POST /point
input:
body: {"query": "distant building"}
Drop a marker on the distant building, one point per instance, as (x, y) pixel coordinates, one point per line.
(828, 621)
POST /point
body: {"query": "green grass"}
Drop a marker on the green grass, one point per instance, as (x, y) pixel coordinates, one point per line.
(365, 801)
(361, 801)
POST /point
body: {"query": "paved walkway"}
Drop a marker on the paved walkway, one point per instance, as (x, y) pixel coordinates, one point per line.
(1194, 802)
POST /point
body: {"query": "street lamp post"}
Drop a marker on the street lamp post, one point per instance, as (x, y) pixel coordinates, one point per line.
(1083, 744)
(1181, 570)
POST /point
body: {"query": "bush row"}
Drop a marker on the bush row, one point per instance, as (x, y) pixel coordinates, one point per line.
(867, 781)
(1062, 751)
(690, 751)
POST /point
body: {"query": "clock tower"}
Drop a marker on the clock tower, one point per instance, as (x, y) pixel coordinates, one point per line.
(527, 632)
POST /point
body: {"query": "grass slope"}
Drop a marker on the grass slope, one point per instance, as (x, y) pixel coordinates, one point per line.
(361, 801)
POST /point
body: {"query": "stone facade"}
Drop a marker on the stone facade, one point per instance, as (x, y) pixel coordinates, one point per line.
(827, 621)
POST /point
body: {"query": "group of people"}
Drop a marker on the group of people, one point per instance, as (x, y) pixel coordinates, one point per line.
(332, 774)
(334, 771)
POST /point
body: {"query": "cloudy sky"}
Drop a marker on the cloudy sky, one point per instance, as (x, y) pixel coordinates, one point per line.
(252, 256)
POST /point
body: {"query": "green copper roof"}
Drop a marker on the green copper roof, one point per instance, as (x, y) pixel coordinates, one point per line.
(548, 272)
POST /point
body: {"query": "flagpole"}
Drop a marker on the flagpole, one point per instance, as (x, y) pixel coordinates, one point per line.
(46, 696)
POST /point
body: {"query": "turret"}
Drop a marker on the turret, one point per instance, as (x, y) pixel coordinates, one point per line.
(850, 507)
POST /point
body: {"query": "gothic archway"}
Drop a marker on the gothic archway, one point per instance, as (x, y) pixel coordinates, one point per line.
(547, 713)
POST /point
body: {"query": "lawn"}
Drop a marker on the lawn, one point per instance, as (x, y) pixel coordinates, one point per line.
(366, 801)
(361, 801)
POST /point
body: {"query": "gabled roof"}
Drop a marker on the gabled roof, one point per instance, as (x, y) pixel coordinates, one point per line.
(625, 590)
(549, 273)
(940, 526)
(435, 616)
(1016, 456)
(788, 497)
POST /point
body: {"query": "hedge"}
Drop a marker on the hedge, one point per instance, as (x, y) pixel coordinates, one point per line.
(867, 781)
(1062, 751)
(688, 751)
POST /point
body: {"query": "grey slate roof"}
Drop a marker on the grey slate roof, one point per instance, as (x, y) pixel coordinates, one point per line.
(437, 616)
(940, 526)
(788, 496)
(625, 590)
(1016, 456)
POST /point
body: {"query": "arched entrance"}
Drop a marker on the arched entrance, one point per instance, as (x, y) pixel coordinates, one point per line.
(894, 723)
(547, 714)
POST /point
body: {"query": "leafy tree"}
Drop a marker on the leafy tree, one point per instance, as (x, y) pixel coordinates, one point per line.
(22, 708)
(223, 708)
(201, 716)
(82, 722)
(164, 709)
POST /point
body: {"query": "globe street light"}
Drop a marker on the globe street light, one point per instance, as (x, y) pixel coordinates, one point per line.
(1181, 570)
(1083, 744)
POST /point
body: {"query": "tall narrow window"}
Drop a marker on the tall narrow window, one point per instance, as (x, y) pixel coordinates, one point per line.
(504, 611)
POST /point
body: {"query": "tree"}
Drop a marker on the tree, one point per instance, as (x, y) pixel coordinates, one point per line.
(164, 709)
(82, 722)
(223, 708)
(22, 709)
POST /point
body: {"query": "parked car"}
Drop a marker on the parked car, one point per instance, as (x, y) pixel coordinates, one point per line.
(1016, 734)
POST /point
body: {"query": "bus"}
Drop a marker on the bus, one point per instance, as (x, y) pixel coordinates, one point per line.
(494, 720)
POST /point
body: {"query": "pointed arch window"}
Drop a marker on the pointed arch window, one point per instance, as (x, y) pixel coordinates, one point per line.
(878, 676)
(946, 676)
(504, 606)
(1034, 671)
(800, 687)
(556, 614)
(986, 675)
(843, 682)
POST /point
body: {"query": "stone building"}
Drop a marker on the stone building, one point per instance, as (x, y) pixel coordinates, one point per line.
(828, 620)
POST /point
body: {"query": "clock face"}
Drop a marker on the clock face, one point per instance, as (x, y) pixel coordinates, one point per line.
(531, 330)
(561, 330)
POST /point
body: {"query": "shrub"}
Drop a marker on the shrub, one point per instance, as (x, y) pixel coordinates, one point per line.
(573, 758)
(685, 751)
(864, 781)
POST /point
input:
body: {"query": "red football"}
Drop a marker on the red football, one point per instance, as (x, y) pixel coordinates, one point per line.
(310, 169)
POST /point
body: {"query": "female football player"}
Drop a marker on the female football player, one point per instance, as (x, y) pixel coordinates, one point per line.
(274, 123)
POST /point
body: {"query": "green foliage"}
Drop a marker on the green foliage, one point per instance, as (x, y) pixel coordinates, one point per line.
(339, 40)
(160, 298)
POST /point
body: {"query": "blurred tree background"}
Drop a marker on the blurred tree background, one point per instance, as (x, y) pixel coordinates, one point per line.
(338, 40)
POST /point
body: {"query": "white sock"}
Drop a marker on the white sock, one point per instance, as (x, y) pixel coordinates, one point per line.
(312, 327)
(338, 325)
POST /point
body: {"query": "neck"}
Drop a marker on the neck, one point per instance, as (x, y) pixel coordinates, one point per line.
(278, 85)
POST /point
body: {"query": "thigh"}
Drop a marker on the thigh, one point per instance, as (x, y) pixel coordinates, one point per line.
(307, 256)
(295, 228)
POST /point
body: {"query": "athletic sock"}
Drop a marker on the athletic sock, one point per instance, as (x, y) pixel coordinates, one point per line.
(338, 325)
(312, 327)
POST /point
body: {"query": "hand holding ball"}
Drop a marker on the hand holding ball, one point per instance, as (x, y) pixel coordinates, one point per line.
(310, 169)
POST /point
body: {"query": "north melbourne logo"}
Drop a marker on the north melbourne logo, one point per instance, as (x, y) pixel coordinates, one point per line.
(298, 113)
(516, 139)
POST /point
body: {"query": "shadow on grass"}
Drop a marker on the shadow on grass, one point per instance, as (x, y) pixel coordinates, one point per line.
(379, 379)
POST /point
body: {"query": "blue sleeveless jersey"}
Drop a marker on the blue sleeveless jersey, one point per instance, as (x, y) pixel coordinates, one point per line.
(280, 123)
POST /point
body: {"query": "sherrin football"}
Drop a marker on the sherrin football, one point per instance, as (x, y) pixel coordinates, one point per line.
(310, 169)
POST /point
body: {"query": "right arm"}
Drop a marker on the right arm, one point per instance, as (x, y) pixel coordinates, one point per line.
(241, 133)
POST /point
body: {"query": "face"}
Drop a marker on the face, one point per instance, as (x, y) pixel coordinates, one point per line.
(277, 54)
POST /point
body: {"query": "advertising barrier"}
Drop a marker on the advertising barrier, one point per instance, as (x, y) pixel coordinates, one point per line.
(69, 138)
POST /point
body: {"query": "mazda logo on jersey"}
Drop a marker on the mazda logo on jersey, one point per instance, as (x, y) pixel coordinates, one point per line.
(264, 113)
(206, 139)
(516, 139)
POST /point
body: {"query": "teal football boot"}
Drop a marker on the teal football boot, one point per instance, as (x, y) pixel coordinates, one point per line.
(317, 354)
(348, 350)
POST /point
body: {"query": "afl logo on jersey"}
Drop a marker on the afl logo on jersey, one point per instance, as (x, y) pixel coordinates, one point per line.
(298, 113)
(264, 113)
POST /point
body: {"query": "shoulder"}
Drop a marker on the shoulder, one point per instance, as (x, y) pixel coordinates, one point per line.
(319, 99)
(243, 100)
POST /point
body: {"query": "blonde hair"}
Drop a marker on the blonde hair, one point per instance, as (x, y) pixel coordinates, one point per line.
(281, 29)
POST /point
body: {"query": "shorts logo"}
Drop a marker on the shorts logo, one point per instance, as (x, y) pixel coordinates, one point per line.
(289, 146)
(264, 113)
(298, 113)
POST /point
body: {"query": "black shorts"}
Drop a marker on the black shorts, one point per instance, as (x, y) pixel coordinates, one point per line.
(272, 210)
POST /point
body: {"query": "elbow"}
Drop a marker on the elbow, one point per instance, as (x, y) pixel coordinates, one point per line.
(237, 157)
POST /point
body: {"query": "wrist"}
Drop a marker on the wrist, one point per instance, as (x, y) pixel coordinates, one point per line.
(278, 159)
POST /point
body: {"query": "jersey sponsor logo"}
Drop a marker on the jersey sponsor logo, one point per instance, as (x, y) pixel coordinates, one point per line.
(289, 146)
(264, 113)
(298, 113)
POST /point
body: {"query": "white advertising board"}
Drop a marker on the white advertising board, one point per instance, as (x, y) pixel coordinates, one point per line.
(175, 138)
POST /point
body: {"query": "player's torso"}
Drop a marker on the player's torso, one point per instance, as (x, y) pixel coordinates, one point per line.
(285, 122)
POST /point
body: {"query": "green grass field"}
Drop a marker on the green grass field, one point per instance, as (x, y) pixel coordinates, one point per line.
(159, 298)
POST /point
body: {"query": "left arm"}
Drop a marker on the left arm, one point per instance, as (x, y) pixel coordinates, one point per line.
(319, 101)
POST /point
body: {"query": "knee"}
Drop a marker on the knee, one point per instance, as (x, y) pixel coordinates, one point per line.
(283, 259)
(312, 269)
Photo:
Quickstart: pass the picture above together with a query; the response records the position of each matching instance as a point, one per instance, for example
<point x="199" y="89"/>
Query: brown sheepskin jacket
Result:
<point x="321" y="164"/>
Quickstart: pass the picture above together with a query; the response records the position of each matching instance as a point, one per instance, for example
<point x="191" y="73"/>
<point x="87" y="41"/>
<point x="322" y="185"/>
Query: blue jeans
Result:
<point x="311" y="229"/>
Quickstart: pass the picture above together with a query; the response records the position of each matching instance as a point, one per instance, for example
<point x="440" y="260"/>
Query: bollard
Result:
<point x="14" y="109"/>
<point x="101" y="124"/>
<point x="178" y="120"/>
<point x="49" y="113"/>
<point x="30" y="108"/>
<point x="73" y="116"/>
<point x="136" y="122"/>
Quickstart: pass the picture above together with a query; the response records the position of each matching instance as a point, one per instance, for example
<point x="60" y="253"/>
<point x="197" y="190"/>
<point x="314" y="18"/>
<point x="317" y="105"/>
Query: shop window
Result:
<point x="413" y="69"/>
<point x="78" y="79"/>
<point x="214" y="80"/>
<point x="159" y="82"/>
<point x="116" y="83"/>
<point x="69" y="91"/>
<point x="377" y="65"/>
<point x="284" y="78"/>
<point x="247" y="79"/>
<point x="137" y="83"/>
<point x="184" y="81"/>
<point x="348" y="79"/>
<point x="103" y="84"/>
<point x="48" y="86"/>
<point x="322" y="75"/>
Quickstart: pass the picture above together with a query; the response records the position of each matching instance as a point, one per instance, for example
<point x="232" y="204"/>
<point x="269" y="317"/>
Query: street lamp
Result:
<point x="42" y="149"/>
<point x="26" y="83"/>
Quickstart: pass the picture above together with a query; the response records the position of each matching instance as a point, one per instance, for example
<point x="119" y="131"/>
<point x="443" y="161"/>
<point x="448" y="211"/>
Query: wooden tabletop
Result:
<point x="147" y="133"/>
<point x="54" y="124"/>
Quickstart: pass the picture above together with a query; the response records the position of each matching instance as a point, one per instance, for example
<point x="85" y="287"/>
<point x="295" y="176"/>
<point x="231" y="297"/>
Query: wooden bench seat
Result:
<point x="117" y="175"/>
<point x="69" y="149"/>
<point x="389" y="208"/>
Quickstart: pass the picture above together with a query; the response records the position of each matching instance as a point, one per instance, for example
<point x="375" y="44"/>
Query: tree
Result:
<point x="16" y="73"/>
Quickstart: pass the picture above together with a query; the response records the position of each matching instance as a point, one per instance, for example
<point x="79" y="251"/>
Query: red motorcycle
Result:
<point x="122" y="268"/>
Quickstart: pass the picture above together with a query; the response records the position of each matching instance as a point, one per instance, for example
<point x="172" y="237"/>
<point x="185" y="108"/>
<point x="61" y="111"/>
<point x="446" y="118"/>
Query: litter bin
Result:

• • • • • • •

**Task item**.
The answer consists of the lines above that include the word "wooden", each copied exactly.

**Solution to this problem**.
Query: wooden tabletop
Query: wooden bench seat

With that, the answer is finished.